Task instructions
Give back the full listing, exactly as it is.

Records for the task
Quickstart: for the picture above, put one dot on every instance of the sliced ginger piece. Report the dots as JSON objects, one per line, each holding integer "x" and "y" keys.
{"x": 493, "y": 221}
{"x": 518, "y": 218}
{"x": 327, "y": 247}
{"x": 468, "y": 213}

Solution for this exercise
Quickstart: for the picture above, put one dot on every instance of the sliced ginger piece. Report the dots as JSON objects, one per line, each holding integer "x" and "y" keys.
{"x": 493, "y": 221}
{"x": 518, "y": 218}
{"x": 327, "y": 247}
{"x": 468, "y": 213}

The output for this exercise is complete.